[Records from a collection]
┄┄┄┄┄┄┄┄┄┄

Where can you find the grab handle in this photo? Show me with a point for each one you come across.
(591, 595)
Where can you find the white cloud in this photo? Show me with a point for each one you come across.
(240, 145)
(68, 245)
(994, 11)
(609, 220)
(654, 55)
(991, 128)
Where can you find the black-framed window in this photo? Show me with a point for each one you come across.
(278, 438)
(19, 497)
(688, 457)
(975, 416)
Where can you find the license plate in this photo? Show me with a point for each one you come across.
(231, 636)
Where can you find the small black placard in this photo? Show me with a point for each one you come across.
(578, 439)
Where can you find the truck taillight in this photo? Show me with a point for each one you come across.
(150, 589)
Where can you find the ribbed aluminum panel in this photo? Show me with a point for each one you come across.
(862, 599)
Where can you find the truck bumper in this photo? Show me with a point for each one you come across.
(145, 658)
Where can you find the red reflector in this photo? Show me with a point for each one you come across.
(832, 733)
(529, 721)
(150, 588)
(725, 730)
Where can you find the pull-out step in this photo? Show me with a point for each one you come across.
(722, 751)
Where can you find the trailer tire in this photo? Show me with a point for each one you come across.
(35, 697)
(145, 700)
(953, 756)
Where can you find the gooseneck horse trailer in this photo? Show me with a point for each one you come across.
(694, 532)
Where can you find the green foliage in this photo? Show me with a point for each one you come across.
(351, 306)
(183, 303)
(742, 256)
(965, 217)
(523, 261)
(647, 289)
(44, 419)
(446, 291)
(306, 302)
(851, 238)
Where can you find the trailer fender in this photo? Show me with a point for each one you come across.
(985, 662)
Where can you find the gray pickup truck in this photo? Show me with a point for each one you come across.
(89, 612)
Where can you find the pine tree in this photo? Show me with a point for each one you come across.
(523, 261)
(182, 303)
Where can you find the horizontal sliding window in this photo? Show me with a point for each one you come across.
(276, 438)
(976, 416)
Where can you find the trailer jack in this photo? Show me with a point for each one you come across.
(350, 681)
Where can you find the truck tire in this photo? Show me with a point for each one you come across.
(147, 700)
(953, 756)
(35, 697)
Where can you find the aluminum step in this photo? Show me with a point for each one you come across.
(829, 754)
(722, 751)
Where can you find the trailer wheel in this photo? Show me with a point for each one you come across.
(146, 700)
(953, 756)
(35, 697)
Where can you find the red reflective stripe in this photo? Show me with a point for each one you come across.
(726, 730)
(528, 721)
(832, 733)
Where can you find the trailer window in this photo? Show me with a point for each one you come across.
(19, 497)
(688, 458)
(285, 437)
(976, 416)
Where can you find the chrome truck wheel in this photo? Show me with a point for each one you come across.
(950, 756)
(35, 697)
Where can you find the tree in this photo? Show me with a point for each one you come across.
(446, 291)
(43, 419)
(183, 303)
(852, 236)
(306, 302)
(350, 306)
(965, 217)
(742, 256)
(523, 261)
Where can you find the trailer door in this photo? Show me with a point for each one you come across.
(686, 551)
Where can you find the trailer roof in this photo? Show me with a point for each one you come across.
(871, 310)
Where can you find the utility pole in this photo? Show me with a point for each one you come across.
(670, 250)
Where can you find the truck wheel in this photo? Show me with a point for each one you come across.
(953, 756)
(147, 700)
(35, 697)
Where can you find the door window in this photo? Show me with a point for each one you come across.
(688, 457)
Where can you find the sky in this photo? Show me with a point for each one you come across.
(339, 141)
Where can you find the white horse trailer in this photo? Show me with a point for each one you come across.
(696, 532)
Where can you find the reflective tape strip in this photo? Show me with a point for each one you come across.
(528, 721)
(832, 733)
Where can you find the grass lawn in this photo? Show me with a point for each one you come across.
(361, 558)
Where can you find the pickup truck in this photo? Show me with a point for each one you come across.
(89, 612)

┄┄┄┄┄┄┄┄┄┄

WHAT IS REQUIRED:
Your task is to restate every record exactly.

EXERCISE RESULT:
Where can you find the grab handle in this photo? Show me with a point for each one you come across.
(591, 595)
Where can you find the white cloud in this photo? Show me with a point for each one you come across.
(240, 145)
(68, 245)
(994, 11)
(609, 220)
(654, 55)
(991, 128)
Where can you find the black-framed window in this photo? Show me with a point for each one you come across.
(278, 438)
(19, 497)
(688, 457)
(975, 416)
Where can you find the license plate in this photo? Show me with a point for each one you come across.
(231, 636)
Where can you find the small black placard in this photo? Show me with a point for each one you come across.
(578, 439)
Where can you find the truck taillight in this photo? Show me with a point for each one you come across.
(150, 589)
Where can you find the ribbed aluminum panel in this photo? Show me with a point for each one you come across.
(862, 599)
Where can you find the truck bumper in this photo? Show me with a point for each one you come across.
(145, 658)
Where can you find the red reflector in this photo? Show me with a point for each one you come across.
(832, 733)
(529, 721)
(150, 588)
(725, 730)
Where can you find the pull-out step in this photo? Show me with a point for each one you come across.
(722, 751)
Where can you find the trailer tire in this photo? Show me with a point for each one you come across.
(35, 697)
(145, 700)
(953, 756)
Where can you find the gooseneck horse trailer in this photo? Show me with a point for each one you come across.
(694, 532)
Where can you find the green foliage in this photo? Show me with a point for each one you come across.
(351, 306)
(183, 303)
(742, 256)
(965, 217)
(523, 261)
(647, 289)
(44, 419)
(446, 291)
(306, 302)
(851, 238)
Where can you find the trailer fender in this photo? Show me with a point for each one you come across.
(985, 662)
Where can you find the gray pickup truck in this photo? Show me with a point for each one you come across.
(89, 612)
Where can you find the pine tree in this photo? Show me with a point for each one you come across.
(523, 261)
(182, 303)
Where can you find the horizontal sliding window in this photo? Show me with a point for each one you come across.
(276, 438)
(976, 416)
Where can you find the trailer jack in this photo? Show me with a point for each one you come across.
(350, 681)
Where can you find the truck tire in this photo? Show me with a point for each one you come across.
(147, 700)
(953, 756)
(35, 697)
Where can you find the aluminum step in this photo? Show me with a point for each one you come across.
(829, 754)
(722, 751)
Where can you find the trailer wheel in this photo? Show me with a point for each one you come across.
(146, 700)
(953, 756)
(35, 697)
Where can you find the red reflective stripe in this photo? Show me with a point for each one you come across.
(726, 730)
(528, 721)
(832, 733)
Where can you find the trailer window in this photo? Show me with a point for each one you come across.
(19, 497)
(688, 458)
(285, 437)
(976, 416)
Where can you find the chrome truck wheel in this photo? Show me with a point for each one you come across.
(950, 756)
(35, 697)
Where can you find the tree in this photo? Show me with a point for each one you come across.
(446, 291)
(43, 419)
(183, 303)
(852, 236)
(306, 302)
(350, 306)
(965, 217)
(742, 256)
(523, 261)
Where can you find the trailer door in this photo? Show me with a point for each one you come across.
(686, 551)
Where can you find the trailer roof in this photo? Show me with a point for each one you come across.
(871, 310)
Where can you find the utility pole in this photo? Show me with a point for each one you come across.
(670, 250)
Where can you find the truck wheel in this photo? Show me with a point for each one you come across.
(953, 756)
(147, 700)
(35, 697)
Where can you find the door window in this photo? Show me with a point for each one you come across.
(688, 457)
Where can you find the sky in this photo? Show me with a point for each one you come across.
(339, 141)
Where can you find the white horse trailer in this photo? Show me with a point for each one you come across.
(696, 532)
Where can you find the reflective tape strip in this photo? Show me with a point for each one you come across.
(528, 721)
(832, 733)
Where can you find the grass lawn in this photo? Show me with a point for each one you come across.
(361, 558)
Where can you find the pickup truck in this photo? Show me with a point for each one you come across.
(89, 612)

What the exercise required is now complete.